(Dataset rows showing where objects appear)
▬▬▬▬▬▬▬▬▬▬

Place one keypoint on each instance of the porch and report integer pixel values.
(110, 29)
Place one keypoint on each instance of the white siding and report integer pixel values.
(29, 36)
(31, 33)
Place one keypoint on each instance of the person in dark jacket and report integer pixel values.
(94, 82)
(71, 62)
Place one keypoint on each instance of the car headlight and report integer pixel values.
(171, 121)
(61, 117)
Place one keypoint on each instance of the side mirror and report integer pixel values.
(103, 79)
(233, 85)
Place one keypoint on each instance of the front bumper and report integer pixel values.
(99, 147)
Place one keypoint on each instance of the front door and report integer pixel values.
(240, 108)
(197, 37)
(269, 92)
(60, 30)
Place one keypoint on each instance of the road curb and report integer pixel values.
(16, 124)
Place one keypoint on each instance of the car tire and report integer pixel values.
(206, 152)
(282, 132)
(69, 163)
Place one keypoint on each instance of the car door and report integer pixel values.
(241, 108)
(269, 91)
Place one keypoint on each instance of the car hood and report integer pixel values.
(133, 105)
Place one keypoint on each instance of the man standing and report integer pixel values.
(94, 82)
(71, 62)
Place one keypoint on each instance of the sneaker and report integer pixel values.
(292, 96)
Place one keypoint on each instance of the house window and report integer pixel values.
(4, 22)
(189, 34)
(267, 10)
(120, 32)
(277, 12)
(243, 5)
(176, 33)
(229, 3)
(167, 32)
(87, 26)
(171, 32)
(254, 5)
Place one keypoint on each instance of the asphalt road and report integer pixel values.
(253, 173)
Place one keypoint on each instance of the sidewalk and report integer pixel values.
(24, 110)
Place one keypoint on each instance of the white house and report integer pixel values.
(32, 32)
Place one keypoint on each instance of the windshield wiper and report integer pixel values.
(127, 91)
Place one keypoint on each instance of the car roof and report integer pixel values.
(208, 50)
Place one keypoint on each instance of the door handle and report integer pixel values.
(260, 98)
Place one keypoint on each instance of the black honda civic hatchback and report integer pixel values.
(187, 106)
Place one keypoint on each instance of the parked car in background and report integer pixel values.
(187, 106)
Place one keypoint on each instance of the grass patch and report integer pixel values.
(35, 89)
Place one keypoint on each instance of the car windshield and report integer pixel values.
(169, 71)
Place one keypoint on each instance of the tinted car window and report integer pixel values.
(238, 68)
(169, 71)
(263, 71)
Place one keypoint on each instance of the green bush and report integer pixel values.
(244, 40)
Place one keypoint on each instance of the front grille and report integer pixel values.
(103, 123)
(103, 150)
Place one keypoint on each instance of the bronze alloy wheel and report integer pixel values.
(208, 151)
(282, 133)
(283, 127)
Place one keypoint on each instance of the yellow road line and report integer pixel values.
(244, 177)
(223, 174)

▬▬▬▬▬▬▬▬▬▬

Revise the lines above so that every occurrence of "keypoint" becomes "marker point", keeping all other wording unchanged.

Output of the task
Place one marker point on each instance of the porch and report integer pixel values.
(110, 29)
Place one marker point on each instance of the white siding and report integer pixel values.
(29, 36)
(31, 33)
Place one marker point on each instance of the person in dark jacket and report integer pixel values.
(94, 82)
(71, 62)
Place one marker point on each instance of the car headlight and report integer pixel values.
(171, 121)
(61, 117)
Place one marker point on each instance of the side mirror and report integer pixel values.
(103, 79)
(233, 85)
Place one marker point on each instance of the front bumper and report integer pixel values.
(99, 147)
Place one marker point on each instance of the front door and report integer pixel values.
(240, 108)
(197, 37)
(269, 92)
(60, 30)
Place one marker point on each instance of the road curb and report integer pixel values.
(16, 124)
Place one marker point on each instance of the car tire and report integer pixel values.
(206, 152)
(282, 132)
(69, 163)
Place one marker point on each instance of the car door and report integer pixel values.
(241, 108)
(269, 91)
Place one marker point on each instance of the car hood and report integer pixel values.
(133, 105)
Place one marker point on each instance of the man standing and report integer pixel values.
(94, 82)
(71, 62)
Place one marker point on each instance of the sneaker and report integer pixel values.
(292, 96)
Place one marker point on each instance of the house window and report integer pixel values.
(4, 22)
(189, 34)
(267, 10)
(120, 32)
(277, 12)
(243, 5)
(176, 33)
(229, 3)
(167, 32)
(87, 26)
(171, 32)
(254, 5)
Place one marker point on each instance of the asphalt road and report integer pixel values.
(253, 173)
Place one marker point on each instance of the sidewalk and report integer pixel values.
(24, 110)
Place one marker point on each instance of the white house and report integer pixel values.
(32, 32)
Place one marker point on each instance of the windshield wiper and report integer pixel values.
(127, 91)
Place one marker point on each instance of the car roof and report integer pixel values.
(208, 50)
Place one marker point on each instance of the door handle and report integer pixel values.
(260, 98)
Place one marker point on each instance of the black honda civic hatchback and report integer pixel values.
(187, 106)
Place one marker point on each instance of the parked car in background and report integer pixel values.
(187, 106)
Place one marker point on each instance of the grass patch and report integer pixel values.
(35, 89)
Place one marker point on each instance of the car windshield and report integer pixel values.
(169, 71)
Place one marker point on each instance of the tinted car window and report integer pixel values.
(238, 68)
(169, 71)
(263, 71)
Place one marker point on each instance of the green bush and report integer pixel values.
(244, 40)
Place one marker point on each instance of the front grille and report integer pixel values.
(103, 123)
(103, 150)
Place one marker point on each instance of the bronze alloy wheel and report integer pixel values.
(208, 151)
(282, 133)
(283, 127)
Place one marker point on each instance of the yellow road line and report integer pixel values.
(244, 177)
(223, 174)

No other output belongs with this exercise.